* _EXERCISE REQUIREMENTS_
Locate every line in the data below that contains the word "piece", and copy each one out in full.
====== DATA TO PROCESS ======
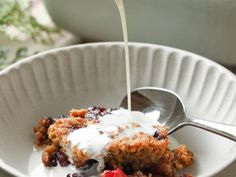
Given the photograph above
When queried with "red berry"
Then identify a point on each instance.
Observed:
(113, 173)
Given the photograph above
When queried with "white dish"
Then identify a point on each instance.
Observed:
(53, 82)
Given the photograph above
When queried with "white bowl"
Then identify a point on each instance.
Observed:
(53, 82)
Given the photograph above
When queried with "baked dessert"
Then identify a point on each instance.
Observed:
(108, 142)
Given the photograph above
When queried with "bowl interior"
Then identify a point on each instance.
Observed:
(52, 83)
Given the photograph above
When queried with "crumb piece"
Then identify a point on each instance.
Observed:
(60, 129)
(140, 174)
(79, 157)
(139, 151)
(49, 157)
(41, 136)
(78, 112)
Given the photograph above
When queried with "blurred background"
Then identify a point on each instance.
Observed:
(206, 28)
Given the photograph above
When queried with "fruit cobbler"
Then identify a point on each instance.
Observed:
(110, 143)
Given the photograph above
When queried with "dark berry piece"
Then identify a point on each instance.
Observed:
(95, 112)
(128, 168)
(63, 159)
(75, 175)
(53, 160)
(89, 164)
(186, 175)
(50, 120)
(158, 136)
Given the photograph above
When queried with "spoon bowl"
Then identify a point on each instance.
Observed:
(172, 111)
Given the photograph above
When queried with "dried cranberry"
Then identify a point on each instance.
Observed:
(53, 160)
(186, 175)
(50, 121)
(63, 159)
(89, 164)
(95, 112)
(75, 175)
(158, 136)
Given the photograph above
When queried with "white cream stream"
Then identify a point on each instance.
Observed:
(121, 123)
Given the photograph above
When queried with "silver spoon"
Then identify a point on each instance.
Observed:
(172, 111)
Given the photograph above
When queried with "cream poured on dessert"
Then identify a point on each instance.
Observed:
(94, 138)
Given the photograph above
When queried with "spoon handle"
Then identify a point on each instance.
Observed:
(228, 131)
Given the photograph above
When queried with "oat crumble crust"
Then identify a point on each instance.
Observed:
(140, 153)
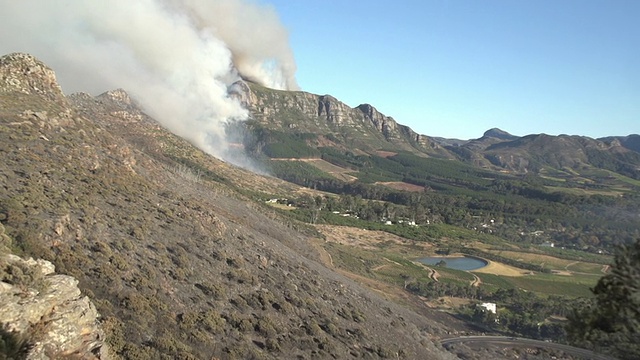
======
* _FINISHED TASK_
When queried with "crumb piece"
When queried with "dark berry piece"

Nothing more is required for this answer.